■ **Problem details**
In the lines from the one containing "Target: black lamp fixture" through the end of the lines, replace "pin" with "marker" and leave everything else as it is.

■ **Data for processing**
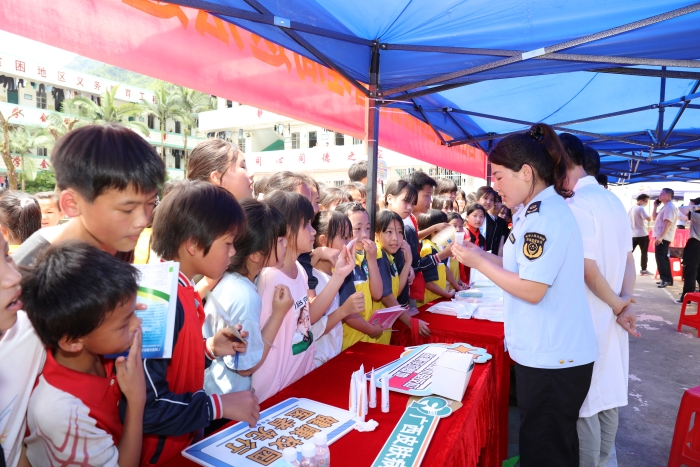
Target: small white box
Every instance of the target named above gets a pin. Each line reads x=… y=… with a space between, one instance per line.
x=451 y=374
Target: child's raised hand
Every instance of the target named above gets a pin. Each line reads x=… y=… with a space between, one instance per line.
x=130 y=376
x=378 y=330
x=407 y=254
x=354 y=304
x=242 y=406
x=370 y=249
x=345 y=263
x=282 y=300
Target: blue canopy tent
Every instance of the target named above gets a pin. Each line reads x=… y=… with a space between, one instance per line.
x=621 y=74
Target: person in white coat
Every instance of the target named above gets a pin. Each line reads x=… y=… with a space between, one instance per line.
x=609 y=274
x=548 y=325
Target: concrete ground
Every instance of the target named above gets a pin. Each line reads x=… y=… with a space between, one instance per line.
x=663 y=364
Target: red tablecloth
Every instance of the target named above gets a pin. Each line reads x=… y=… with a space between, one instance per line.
x=481 y=333
x=467 y=438
x=679 y=239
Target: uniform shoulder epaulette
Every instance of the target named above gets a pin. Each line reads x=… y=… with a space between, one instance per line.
x=533 y=208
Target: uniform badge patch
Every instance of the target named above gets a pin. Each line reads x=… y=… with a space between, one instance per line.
x=534 y=245
x=533 y=208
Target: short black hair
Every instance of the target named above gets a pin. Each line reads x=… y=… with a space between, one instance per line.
x=360 y=187
x=419 y=179
x=296 y=210
x=350 y=208
x=486 y=191
x=396 y=187
x=72 y=289
x=592 y=166
x=475 y=207
x=446 y=185
x=440 y=201
x=357 y=171
x=265 y=225
x=95 y=158
x=20 y=214
x=195 y=210
x=333 y=195
x=384 y=219
x=574 y=147
x=430 y=218
x=331 y=224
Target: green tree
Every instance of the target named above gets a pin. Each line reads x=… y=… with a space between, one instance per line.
x=108 y=111
x=5 y=147
x=192 y=102
x=167 y=105
x=23 y=139
x=60 y=125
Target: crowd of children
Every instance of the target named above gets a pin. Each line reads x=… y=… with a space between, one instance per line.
x=292 y=263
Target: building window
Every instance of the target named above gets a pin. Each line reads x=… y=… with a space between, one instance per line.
x=177 y=155
x=41 y=99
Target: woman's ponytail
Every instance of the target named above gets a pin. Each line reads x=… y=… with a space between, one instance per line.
x=561 y=163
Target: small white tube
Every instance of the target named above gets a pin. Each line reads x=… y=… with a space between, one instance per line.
x=353 y=395
x=385 y=392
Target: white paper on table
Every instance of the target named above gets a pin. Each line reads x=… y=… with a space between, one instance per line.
x=490 y=313
x=453 y=308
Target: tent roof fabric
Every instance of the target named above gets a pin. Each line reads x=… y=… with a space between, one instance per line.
x=552 y=61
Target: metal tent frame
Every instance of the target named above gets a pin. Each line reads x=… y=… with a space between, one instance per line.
x=626 y=162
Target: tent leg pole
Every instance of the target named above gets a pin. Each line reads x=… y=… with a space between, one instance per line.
x=372 y=139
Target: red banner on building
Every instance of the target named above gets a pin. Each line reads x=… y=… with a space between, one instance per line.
x=194 y=49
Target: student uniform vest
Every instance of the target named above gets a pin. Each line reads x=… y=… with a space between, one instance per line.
x=350 y=335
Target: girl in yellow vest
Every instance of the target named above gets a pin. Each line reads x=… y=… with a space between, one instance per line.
x=435 y=276
x=333 y=230
x=366 y=276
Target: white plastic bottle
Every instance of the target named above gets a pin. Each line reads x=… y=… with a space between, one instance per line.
x=308 y=454
x=290 y=455
x=323 y=454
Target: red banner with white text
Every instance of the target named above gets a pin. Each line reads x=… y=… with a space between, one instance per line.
x=194 y=49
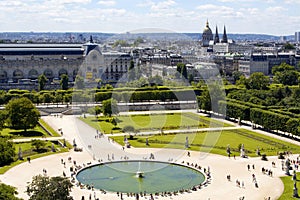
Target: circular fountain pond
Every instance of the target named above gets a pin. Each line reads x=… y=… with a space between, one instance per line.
x=140 y=176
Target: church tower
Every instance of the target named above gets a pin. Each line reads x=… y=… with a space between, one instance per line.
x=217 y=39
x=224 y=40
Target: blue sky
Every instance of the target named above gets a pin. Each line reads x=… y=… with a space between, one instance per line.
x=277 y=17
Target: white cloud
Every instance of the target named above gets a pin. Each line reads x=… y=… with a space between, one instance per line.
x=107 y=3
x=292 y=1
x=163 y=5
x=275 y=10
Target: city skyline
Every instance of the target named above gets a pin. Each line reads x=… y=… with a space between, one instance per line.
x=272 y=17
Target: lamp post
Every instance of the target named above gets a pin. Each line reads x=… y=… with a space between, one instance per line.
x=295 y=190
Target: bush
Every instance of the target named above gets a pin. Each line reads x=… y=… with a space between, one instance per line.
x=7 y=152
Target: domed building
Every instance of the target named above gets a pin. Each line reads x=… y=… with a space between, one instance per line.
x=207 y=35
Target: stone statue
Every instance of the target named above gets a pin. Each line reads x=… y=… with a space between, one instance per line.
x=228 y=151
x=242 y=151
x=52 y=148
x=258 y=151
x=187 y=142
x=287 y=167
x=295 y=190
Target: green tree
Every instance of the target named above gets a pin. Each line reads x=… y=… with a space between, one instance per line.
x=49 y=188
x=236 y=75
x=155 y=80
x=3 y=117
x=7 y=151
x=64 y=81
x=289 y=77
x=293 y=126
x=8 y=192
x=258 y=81
x=46 y=97
x=109 y=107
x=98 y=110
x=79 y=82
x=21 y=114
x=131 y=71
x=114 y=122
x=42 y=80
x=38 y=144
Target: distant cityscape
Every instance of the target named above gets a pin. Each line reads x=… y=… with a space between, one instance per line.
x=106 y=57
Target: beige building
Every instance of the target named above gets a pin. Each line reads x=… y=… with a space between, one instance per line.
x=25 y=62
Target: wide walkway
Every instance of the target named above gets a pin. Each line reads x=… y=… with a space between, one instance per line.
x=95 y=149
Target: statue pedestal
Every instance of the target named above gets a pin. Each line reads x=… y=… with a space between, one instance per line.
x=295 y=194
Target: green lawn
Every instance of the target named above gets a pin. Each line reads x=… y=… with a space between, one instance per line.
x=288 y=187
x=152 y=122
x=216 y=142
x=49 y=128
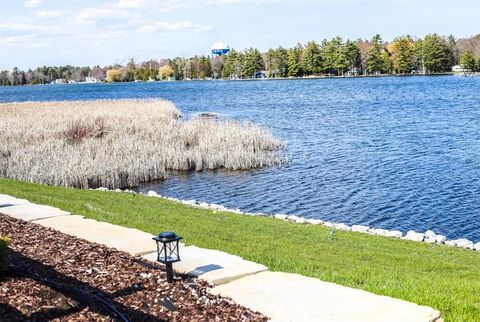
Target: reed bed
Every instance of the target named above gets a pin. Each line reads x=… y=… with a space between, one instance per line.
x=123 y=143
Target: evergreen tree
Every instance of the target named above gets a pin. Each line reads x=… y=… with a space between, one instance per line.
x=467 y=61
x=229 y=64
x=281 y=62
x=387 y=63
x=253 y=62
x=436 y=54
x=402 y=54
x=294 y=59
x=311 y=59
x=353 y=57
x=375 y=62
x=334 y=56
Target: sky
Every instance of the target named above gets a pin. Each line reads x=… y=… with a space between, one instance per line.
x=86 y=33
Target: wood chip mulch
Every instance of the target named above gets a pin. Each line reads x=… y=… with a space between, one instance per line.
x=56 y=277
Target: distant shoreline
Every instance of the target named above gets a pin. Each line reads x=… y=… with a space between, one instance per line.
x=257 y=79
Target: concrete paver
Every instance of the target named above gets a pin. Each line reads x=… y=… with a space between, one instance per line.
x=291 y=297
x=213 y=266
x=132 y=241
x=31 y=212
x=281 y=296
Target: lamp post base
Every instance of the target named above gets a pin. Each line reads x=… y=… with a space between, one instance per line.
x=169 y=270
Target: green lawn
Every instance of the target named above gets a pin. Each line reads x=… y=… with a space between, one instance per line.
x=445 y=278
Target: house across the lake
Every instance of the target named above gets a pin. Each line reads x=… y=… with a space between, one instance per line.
x=457 y=69
x=220 y=49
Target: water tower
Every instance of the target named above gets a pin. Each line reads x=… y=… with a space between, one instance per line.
x=220 y=49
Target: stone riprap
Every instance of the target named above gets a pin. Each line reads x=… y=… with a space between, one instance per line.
x=281 y=296
x=428 y=237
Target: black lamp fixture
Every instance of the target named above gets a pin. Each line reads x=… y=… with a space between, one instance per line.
x=168 y=251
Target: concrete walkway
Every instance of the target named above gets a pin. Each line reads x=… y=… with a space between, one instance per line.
x=280 y=296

■ **In response**
Target: black lamp fixture
Every instance of the target named above gets a marker. Each line reads x=… y=… with a space between, one instance per line.
x=168 y=251
Target: concrete walkway
Every instance of the target named above gets a marker. Each line reads x=… y=… with a space between, one instance per line.
x=280 y=296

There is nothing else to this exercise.